| Material provided |
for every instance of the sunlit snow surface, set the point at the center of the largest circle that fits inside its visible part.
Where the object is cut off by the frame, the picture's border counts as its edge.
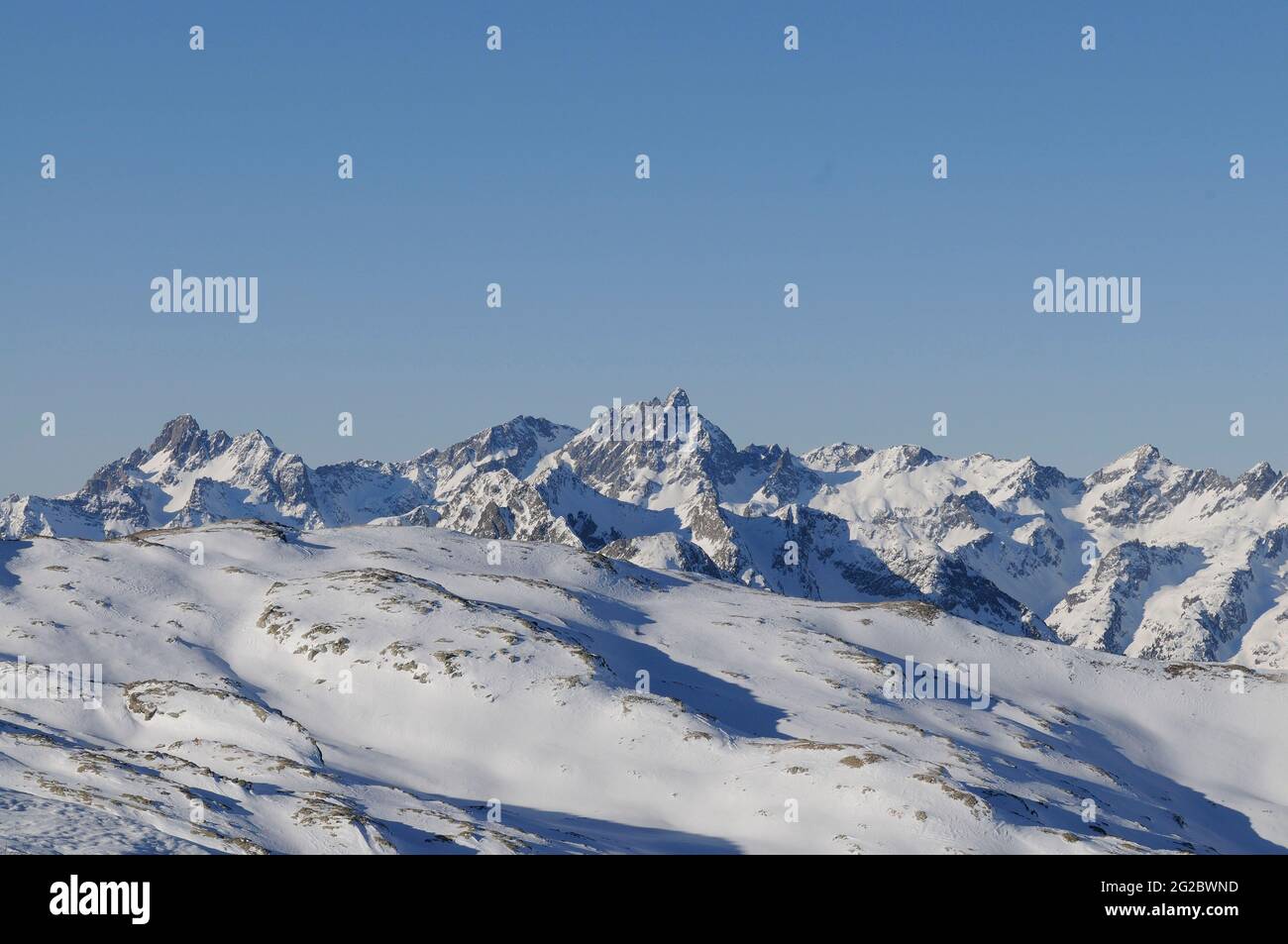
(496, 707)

* * *

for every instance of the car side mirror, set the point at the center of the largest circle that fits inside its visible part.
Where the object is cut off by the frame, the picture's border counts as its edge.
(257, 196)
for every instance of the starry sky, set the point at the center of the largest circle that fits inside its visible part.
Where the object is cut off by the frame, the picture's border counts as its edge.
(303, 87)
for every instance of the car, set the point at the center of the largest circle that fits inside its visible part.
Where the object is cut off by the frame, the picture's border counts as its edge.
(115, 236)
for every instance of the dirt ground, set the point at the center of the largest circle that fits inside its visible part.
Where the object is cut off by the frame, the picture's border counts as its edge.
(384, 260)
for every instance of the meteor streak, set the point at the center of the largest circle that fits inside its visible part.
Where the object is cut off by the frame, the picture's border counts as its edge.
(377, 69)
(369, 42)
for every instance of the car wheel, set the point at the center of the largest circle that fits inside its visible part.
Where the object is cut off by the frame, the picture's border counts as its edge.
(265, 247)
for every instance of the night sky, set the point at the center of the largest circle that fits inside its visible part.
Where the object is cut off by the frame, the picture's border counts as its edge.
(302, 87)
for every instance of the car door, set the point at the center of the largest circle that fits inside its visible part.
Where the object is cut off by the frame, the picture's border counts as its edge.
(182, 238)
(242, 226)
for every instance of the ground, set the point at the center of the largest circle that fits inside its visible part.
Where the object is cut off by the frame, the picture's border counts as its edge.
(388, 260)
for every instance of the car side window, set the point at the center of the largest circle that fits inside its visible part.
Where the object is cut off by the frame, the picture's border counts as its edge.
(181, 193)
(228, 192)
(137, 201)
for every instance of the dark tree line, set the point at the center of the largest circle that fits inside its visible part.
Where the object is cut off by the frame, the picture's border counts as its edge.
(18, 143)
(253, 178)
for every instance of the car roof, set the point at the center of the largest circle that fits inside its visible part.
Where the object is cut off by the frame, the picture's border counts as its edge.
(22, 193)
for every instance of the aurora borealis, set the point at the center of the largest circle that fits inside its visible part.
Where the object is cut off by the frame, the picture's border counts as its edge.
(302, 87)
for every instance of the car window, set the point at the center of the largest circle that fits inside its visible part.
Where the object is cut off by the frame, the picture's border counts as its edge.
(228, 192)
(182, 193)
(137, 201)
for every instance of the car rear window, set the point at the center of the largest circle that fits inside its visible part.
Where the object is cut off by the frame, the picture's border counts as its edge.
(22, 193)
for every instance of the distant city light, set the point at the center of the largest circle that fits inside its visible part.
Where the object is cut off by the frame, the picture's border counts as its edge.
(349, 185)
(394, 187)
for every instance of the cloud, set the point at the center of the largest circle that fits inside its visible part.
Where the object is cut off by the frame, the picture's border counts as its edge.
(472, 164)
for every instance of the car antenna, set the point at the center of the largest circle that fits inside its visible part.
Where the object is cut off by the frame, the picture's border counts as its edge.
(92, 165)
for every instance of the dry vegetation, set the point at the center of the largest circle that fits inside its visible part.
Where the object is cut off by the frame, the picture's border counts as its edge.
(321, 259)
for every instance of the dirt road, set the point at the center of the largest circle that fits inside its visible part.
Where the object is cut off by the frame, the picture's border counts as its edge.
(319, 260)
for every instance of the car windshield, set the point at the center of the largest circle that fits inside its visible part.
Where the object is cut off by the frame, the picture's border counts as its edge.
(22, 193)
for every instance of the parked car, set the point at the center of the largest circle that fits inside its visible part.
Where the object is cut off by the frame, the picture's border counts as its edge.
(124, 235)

| To do |
Return every line of the entries above that the string "ground" appears in.

| Response to the exercise |
for every instance of the dirt ground, set the point at the center of the largest circle that fits inside its visible part.
for every instance of the ground, set the point at the center of the largest circle that fits inside its visible part.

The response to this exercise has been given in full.